## WHAT IS EXPECTED
The answer must be every line of the records in which the string "outline" appears.

Collected data:
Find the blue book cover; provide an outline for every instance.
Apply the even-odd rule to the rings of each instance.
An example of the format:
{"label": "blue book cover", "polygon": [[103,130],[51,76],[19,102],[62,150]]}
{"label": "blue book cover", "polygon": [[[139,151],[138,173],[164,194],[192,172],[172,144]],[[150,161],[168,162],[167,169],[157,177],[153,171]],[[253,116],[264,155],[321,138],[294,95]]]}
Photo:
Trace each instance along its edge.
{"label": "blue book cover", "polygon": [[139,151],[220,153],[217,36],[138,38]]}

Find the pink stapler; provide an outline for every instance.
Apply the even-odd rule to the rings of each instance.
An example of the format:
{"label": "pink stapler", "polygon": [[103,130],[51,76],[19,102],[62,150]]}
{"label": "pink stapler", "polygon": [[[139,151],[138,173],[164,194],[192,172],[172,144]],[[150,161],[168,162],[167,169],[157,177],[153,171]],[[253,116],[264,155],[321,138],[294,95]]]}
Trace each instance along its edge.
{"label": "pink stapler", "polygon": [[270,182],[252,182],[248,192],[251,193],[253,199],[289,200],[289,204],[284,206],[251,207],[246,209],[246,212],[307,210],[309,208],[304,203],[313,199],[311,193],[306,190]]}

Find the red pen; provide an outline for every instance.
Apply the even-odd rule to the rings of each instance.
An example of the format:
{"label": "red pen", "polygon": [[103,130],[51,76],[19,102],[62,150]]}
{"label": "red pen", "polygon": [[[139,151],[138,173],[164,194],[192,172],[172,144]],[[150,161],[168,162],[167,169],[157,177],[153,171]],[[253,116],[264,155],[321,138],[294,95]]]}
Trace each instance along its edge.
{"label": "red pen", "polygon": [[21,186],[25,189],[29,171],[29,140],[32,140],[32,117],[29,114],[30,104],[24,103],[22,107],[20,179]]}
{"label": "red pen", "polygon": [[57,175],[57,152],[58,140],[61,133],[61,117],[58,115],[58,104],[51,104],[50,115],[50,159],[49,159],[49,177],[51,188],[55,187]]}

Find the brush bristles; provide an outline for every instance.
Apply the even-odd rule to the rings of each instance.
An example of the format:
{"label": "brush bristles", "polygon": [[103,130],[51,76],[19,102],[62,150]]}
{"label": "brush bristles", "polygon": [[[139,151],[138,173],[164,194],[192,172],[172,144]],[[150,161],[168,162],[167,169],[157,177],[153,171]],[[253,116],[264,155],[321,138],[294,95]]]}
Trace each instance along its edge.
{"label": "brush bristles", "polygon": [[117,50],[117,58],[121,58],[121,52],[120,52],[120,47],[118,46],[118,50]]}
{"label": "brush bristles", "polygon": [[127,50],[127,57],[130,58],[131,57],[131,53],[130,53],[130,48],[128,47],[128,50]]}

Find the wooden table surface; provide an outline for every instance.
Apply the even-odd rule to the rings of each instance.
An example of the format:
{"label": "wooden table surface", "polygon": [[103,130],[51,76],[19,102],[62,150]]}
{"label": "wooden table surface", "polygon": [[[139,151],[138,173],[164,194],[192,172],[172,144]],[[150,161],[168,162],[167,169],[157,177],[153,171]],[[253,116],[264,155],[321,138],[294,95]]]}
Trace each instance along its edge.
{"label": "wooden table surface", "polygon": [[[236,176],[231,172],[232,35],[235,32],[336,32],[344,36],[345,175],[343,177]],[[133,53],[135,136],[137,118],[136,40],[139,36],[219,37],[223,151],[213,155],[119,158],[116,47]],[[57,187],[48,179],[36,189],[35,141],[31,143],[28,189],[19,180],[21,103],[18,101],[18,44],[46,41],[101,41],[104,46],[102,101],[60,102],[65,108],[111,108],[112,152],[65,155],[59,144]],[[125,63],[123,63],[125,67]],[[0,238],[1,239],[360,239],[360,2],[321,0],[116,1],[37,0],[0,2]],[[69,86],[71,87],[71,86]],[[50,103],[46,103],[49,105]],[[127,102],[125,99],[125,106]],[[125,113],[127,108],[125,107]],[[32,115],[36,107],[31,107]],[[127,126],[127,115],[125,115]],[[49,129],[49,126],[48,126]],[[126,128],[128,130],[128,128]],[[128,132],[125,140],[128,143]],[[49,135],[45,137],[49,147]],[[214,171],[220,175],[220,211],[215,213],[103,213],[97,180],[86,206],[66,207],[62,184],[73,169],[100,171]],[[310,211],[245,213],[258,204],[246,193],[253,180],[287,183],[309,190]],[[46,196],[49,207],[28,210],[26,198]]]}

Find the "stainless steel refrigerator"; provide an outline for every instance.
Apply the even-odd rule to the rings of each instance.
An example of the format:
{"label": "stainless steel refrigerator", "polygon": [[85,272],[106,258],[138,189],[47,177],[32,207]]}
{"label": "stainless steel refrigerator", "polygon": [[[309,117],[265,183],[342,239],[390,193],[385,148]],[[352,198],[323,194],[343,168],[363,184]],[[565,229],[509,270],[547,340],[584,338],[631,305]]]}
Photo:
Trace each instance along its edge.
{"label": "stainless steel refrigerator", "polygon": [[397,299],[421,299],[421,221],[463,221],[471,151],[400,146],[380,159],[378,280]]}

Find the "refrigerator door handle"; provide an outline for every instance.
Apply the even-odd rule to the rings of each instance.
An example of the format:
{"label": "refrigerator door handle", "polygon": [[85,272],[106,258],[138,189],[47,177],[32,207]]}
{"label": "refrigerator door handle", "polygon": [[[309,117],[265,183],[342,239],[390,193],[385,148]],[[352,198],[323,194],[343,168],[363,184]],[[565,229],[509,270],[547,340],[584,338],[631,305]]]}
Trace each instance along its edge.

## TASK ANSWER
Find the blue book cover; provide an outline for every instance.
Find the pink stapler; provide an outline for every instance.
Find the red pen; provide an outline for every instance.
Find the brush bristles; provide an outline for every instance.
Find the wooden table surface; provide an outline for every instance.
Find the "stainless steel refrigerator"; provide an outline for every instance.
Find the "refrigerator door handle"; provide an outline for every instance.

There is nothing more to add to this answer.